• Exercise description
Every entry is to be set down a second time, precisely as written.
--- Data section Enclosed Below ---
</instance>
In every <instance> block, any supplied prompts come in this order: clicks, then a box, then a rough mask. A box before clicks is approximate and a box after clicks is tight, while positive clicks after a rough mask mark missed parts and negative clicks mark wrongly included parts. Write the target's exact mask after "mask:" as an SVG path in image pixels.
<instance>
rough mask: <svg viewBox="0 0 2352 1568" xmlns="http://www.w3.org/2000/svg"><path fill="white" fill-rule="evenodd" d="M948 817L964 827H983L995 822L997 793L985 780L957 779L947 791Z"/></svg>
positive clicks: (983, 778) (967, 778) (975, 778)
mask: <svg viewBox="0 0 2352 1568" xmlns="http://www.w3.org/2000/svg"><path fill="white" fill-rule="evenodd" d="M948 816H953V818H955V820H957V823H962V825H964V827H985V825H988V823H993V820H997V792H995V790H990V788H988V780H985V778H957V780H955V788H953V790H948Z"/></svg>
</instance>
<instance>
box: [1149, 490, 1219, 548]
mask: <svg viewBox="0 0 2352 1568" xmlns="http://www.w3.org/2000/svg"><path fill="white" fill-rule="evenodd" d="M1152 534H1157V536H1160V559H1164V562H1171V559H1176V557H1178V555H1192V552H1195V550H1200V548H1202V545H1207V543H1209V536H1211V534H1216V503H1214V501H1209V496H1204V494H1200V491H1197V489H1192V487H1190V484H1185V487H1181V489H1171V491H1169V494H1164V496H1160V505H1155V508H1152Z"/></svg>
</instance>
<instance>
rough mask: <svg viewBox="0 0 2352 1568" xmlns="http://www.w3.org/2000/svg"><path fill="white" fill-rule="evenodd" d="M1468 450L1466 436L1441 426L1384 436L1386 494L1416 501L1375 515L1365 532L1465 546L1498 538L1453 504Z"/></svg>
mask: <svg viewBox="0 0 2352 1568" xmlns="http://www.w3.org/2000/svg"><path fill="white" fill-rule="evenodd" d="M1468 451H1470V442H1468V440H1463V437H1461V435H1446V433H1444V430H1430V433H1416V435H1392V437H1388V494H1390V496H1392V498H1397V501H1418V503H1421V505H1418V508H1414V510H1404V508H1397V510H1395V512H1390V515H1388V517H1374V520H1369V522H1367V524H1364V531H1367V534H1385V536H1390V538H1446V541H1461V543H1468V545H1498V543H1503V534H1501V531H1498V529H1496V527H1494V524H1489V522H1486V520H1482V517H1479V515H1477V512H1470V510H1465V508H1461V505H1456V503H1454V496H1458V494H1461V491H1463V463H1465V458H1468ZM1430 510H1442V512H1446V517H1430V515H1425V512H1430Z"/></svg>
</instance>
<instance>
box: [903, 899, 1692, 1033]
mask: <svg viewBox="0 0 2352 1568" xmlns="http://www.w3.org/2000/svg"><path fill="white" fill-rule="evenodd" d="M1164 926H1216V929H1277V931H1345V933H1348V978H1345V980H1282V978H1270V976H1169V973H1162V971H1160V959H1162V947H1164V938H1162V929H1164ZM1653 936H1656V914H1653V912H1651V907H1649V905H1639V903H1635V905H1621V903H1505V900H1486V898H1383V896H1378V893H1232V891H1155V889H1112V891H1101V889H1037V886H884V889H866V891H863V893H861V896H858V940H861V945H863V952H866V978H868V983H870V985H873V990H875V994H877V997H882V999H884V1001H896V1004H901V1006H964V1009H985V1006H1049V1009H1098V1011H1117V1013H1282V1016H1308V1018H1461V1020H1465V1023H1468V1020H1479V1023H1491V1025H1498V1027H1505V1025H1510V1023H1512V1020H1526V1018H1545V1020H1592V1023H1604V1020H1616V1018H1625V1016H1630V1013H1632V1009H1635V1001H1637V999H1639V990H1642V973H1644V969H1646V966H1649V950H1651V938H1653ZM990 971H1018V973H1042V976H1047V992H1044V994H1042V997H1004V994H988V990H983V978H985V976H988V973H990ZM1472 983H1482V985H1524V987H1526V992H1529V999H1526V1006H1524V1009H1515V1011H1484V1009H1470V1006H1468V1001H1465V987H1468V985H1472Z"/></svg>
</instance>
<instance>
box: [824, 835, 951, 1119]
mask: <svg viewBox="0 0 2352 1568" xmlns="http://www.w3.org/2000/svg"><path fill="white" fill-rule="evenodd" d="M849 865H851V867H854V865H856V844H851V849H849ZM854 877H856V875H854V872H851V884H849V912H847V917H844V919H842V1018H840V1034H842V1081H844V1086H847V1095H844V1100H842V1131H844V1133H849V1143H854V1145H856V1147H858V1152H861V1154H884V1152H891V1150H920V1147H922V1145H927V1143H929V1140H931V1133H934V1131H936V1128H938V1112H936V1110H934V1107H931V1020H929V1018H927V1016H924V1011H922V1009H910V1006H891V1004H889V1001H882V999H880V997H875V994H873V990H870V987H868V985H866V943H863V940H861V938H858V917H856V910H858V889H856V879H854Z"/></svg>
--- End of Enclosed Data section ---
• Exercise answer
</instance>
In every <instance> block, any supplied prompts come in this order: clicks, then a box, then a rough mask. A box before clicks is approximate and a box after clicks is tight, while positive clicks after a rough mask mark missed parts and negative clicks mark wrongly included parts. Write the target's exact mask after "mask:" as an SVG path in image pixels.
<instance>
rough mask: <svg viewBox="0 0 2352 1568" xmlns="http://www.w3.org/2000/svg"><path fill="white" fill-rule="evenodd" d="M948 817L964 827H983L995 822L997 793L985 780L957 779L947 791Z"/></svg>
positive clicks: (983, 778) (967, 778) (975, 778)
mask: <svg viewBox="0 0 2352 1568" xmlns="http://www.w3.org/2000/svg"><path fill="white" fill-rule="evenodd" d="M948 816H953V818H955V820H957V823H962V825H964V827H985V825H988V823H993V820H997V792H995V790H990V788H988V780H985V778H957V780H955V788H953V790H948Z"/></svg>
</instance>
<instance>
box: [1149, 490, 1219, 548]
mask: <svg viewBox="0 0 2352 1568" xmlns="http://www.w3.org/2000/svg"><path fill="white" fill-rule="evenodd" d="M1152 534H1157V536H1160V559H1164V562H1171V559H1176V557H1178V555H1192V552H1195V550H1200V548H1202V545H1207V543H1209V536H1211V534H1216V503H1214V501H1209V496H1204V494H1200V491H1197V489H1192V487H1190V484H1185V487H1181V489H1171V491H1169V494H1164V496H1160V505H1155V508H1152Z"/></svg>
</instance>
<instance>
rough mask: <svg viewBox="0 0 2352 1568" xmlns="http://www.w3.org/2000/svg"><path fill="white" fill-rule="evenodd" d="M1468 450L1466 436L1441 426L1384 436L1386 494L1416 501L1375 515L1365 532L1465 546L1498 538L1453 504Z"/></svg>
mask: <svg viewBox="0 0 2352 1568" xmlns="http://www.w3.org/2000/svg"><path fill="white" fill-rule="evenodd" d="M1468 451H1470V442H1468V440H1463V437H1461V435H1446V433H1444V430H1430V433H1416V435H1392V437H1388V494H1390V496H1392V498H1397V501H1418V503H1421V505H1418V508H1414V510H1404V508H1397V510H1395V512H1390V515H1388V517H1374V520H1369V522H1367V524H1364V531H1367V534H1385V536H1390V538H1446V541H1461V543H1468V545H1498V543H1503V534H1501V531H1498V529H1496V527H1494V524H1489V522H1486V520H1482V517H1479V515H1477V512H1470V510H1465V508H1461V505H1456V503H1454V496H1458V494H1461V491H1463V463H1465V458H1468ZM1430 510H1442V512H1446V517H1430V515H1425V512H1430Z"/></svg>
</instance>
<instance>
box: [903, 899, 1692, 1033]
mask: <svg viewBox="0 0 2352 1568" xmlns="http://www.w3.org/2000/svg"><path fill="white" fill-rule="evenodd" d="M1164 926H1216V929H1277V931H1345V933H1348V978H1345V980H1282V978H1270V976H1169V973H1162V971H1160V959H1162V947H1164V938H1162V929H1164ZM1653 936H1656V914H1653V912H1651V907H1649V905H1639V903H1635V905H1621V903H1505V900H1486V898H1383V896H1378V893H1232V891H1155V889H1112V891H1101V889H1037V886H884V889H866V891H863V893H861V896H858V940H861V945H863V952H866V978H868V983H870V985H873V990H875V994H877V997H882V999H884V1001H896V1004H901V1006H964V1009H985V1006H1049V1009H1098V1011H1117V1013H1282V1016H1308V1018H1461V1020H1465V1023H1468V1020H1479V1023H1491V1025H1498V1027H1505V1025H1510V1023H1512V1020H1526V1018H1545V1020H1592V1023H1604V1020H1616V1018H1625V1016H1630V1013H1632V1009H1635V1001H1637V999H1639V990H1642V973H1644V969H1646V966H1649V950H1651V938H1653ZM990 971H1018V973H1042V976H1047V992H1044V994H1042V997H1004V994H988V990H983V978H985V976H988V973H990ZM1472 983H1482V985H1524V987H1526V992H1529V999H1526V1006H1524V1009H1515V1011H1484V1009H1470V1006H1468V1001H1465V987H1468V985H1472Z"/></svg>
</instance>
<instance>
box: [824, 835, 951, 1119]
mask: <svg viewBox="0 0 2352 1568" xmlns="http://www.w3.org/2000/svg"><path fill="white" fill-rule="evenodd" d="M849 865H851V867H854V865H856V844H851V849H849ZM854 877H856V875H854V872H851V884H849V912H847V917H844V919H842V1018H840V1034H842V1081H844V1086H847V1095H844V1100H842V1131H844V1133H849V1143H854V1145H856V1147H858V1152H861V1154H884V1152H891V1150H920V1147H922V1145H927V1143H929V1140H931V1133H934V1131H936V1128H938V1112H936V1110H934V1107H931V1020H929V1018H927V1016H924V1011H922V1009H910V1006H891V1004H889V1001H882V999H880V997H875V994H873V990H870V987H868V985H866V943H863V940H861V938H858V917H856V910H858V889H856V879H854Z"/></svg>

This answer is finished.